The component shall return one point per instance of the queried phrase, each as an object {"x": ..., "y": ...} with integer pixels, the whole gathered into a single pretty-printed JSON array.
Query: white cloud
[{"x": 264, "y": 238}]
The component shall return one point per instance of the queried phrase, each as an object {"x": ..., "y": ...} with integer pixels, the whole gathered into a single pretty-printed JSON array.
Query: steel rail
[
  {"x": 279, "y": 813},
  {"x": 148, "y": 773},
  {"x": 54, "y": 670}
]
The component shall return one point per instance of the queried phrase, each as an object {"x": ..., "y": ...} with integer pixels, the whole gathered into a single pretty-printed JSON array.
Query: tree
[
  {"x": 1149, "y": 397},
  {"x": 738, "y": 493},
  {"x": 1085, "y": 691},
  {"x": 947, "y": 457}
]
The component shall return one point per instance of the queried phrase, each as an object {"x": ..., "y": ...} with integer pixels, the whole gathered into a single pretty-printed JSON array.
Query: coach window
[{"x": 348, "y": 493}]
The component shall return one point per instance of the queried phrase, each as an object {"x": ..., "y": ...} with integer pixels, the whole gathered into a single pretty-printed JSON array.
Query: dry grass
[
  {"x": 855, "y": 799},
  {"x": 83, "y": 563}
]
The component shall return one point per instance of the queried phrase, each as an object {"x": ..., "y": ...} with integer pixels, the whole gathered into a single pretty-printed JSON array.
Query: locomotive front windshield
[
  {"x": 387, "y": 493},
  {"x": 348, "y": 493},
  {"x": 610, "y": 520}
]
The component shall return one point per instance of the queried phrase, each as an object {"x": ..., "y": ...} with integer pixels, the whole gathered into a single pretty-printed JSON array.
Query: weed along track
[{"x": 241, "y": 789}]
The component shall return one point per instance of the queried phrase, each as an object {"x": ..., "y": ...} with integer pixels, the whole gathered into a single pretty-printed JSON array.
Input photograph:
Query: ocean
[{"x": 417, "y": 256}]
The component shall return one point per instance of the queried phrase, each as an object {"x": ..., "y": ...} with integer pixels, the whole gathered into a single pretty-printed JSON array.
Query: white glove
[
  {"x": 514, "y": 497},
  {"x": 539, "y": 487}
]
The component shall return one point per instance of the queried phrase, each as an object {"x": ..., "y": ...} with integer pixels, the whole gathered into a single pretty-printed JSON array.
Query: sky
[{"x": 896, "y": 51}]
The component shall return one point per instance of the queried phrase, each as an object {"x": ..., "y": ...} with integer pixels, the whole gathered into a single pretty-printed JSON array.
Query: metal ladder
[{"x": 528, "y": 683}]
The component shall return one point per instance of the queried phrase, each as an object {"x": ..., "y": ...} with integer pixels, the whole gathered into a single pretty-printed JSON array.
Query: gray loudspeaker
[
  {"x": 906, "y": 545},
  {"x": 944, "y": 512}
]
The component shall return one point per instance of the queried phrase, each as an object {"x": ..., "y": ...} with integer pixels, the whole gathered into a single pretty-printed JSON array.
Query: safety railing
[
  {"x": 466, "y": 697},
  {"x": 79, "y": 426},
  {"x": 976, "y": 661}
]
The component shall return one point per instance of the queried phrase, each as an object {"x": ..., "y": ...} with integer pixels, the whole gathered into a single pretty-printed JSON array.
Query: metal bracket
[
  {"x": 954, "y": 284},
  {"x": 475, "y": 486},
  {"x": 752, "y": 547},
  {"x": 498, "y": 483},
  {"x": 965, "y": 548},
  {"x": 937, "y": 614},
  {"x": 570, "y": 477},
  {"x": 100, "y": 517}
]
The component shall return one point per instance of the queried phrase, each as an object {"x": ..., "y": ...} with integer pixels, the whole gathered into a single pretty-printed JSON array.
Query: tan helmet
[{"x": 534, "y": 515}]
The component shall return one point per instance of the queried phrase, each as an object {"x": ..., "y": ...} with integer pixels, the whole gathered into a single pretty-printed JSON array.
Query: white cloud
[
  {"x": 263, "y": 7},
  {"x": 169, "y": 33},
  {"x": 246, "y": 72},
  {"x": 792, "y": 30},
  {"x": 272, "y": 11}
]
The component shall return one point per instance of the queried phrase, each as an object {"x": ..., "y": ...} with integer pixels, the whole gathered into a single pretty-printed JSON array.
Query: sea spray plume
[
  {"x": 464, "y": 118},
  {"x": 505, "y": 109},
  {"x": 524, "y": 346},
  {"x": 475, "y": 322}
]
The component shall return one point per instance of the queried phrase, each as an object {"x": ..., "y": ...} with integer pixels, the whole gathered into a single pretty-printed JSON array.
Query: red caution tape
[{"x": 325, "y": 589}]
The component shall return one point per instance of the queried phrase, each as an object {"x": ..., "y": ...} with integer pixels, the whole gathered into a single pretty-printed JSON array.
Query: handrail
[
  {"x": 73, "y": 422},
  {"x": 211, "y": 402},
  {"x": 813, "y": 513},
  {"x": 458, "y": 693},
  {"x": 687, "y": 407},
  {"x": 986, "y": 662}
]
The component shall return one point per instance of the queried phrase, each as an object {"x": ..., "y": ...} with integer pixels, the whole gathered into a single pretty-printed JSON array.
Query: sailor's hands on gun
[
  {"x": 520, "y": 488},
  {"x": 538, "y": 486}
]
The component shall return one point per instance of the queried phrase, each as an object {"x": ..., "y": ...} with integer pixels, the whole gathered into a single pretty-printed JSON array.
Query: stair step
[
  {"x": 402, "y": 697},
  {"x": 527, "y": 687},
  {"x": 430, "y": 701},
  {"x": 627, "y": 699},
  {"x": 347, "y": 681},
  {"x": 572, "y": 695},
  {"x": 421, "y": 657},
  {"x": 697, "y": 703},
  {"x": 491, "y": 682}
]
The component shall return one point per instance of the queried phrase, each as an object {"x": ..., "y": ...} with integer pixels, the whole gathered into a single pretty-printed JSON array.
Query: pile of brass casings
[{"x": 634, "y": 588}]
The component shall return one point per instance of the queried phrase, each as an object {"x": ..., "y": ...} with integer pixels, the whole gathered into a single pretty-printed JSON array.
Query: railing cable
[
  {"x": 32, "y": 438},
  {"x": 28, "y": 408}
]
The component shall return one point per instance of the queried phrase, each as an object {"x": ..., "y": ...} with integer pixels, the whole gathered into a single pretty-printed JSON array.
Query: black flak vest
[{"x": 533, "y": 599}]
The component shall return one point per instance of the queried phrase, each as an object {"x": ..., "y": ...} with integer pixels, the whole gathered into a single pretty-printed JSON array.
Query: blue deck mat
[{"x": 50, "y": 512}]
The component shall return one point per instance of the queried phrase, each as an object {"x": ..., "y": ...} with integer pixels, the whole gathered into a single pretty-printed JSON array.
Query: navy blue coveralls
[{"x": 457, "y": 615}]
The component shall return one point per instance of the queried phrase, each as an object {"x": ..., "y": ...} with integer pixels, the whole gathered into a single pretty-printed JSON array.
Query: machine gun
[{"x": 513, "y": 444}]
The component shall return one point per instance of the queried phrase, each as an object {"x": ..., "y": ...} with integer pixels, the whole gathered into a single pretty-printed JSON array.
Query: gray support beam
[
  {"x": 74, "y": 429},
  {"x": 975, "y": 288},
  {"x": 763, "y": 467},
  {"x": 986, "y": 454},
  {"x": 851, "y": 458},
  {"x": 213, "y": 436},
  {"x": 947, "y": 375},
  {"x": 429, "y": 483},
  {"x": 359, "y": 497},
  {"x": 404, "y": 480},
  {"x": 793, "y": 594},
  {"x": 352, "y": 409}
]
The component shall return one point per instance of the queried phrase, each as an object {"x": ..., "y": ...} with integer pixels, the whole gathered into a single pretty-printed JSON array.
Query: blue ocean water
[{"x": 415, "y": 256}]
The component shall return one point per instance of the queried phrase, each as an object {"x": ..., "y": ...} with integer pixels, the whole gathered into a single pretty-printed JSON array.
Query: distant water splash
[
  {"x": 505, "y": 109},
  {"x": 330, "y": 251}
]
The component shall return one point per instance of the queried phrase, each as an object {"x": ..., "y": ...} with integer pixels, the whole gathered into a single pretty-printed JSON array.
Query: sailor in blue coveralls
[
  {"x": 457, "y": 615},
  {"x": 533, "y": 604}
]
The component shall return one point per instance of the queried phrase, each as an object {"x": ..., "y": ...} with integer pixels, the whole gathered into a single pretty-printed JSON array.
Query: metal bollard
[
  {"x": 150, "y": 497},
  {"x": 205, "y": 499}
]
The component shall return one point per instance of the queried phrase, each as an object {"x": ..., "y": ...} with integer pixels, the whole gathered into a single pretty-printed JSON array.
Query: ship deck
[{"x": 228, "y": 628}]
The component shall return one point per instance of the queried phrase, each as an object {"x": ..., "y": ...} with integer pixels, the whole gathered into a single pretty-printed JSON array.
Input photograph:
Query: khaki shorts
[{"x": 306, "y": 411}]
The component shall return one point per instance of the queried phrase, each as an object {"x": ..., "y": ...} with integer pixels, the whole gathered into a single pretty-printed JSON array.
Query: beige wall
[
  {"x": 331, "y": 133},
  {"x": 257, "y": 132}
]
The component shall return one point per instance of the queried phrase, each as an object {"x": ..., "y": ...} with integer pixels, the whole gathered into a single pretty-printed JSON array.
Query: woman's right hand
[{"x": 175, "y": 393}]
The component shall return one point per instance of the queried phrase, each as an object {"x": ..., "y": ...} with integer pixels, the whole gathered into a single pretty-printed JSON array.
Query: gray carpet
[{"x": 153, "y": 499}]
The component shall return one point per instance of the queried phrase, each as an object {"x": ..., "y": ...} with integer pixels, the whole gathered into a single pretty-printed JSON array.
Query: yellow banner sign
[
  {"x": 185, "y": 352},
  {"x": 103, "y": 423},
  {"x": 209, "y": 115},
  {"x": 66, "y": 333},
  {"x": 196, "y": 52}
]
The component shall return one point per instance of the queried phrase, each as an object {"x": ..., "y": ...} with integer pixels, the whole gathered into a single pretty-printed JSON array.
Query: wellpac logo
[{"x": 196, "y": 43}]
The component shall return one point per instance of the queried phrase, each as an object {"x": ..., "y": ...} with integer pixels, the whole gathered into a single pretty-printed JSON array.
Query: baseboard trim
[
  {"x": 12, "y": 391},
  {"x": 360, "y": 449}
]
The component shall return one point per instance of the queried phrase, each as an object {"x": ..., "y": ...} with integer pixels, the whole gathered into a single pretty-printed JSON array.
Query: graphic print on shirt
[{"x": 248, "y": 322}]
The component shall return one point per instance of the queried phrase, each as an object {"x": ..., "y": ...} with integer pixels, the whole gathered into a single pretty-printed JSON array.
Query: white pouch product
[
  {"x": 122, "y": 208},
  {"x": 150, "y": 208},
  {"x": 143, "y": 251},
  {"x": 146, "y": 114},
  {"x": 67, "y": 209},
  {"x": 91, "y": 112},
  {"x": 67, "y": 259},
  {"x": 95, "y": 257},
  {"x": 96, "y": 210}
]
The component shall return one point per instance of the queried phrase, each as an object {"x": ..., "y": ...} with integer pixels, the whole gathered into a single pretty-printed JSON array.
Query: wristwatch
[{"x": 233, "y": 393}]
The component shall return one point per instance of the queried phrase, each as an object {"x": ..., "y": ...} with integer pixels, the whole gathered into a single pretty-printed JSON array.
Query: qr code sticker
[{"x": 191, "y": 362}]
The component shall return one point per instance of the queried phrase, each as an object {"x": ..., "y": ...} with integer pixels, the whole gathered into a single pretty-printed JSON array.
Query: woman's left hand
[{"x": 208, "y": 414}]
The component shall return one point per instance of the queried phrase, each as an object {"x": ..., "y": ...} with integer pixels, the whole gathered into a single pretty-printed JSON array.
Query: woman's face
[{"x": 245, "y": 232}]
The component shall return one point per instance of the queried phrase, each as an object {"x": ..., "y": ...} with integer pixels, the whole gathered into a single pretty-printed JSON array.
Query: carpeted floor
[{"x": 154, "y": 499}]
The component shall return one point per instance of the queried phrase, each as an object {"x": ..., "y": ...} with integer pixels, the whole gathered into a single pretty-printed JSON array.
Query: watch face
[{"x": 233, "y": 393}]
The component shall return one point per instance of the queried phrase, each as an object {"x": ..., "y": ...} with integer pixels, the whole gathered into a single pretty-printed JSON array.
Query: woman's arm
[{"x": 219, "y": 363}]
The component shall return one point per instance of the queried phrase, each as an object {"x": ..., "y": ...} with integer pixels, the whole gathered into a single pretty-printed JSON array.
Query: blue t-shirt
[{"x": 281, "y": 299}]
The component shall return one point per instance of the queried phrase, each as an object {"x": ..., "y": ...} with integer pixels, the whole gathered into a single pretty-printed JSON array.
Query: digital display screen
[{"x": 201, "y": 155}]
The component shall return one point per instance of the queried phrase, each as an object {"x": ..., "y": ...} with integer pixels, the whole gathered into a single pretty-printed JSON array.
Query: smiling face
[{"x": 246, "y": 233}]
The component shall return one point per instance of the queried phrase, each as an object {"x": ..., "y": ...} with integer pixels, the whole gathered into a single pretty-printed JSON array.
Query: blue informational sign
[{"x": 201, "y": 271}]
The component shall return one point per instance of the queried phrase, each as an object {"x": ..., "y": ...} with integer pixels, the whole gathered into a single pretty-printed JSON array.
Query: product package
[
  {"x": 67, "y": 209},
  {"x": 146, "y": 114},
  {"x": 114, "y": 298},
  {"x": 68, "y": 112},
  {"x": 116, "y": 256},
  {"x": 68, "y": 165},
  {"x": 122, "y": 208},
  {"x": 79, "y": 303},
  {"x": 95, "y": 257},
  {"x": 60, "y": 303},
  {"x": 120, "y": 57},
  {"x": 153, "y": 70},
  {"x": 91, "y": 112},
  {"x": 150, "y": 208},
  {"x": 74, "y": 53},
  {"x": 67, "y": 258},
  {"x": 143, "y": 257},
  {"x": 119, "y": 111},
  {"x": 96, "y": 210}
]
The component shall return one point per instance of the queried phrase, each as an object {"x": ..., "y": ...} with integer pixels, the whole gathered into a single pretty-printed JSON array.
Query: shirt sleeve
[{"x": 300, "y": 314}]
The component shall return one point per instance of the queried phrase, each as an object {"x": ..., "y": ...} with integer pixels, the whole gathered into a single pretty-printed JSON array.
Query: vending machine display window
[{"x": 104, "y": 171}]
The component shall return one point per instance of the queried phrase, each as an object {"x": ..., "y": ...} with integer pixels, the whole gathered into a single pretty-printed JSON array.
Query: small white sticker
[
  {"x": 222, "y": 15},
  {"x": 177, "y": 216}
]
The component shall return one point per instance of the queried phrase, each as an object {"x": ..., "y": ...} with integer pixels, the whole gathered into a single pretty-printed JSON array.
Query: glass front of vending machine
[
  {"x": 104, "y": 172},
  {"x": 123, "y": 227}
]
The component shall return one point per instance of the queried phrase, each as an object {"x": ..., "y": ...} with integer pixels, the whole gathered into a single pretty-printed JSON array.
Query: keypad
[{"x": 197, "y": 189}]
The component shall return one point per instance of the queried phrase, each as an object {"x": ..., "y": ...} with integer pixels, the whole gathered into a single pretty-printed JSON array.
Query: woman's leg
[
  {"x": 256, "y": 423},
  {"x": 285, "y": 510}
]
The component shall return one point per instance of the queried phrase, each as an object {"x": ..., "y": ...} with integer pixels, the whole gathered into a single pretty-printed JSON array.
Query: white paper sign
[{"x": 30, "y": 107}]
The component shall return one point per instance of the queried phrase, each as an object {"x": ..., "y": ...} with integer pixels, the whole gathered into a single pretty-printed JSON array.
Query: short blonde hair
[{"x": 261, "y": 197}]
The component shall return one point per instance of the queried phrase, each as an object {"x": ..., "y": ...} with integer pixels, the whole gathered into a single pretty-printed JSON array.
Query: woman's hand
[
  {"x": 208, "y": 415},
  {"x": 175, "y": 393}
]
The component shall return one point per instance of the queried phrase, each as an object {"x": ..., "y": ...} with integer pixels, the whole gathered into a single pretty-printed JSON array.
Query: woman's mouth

YOUR TASK >>
Please pull out every line from the rows above that contains the word "coveralls". Case counts.

FULL ANSWER >>
Query: navy blue coveralls
Query: sailor in blue coveralls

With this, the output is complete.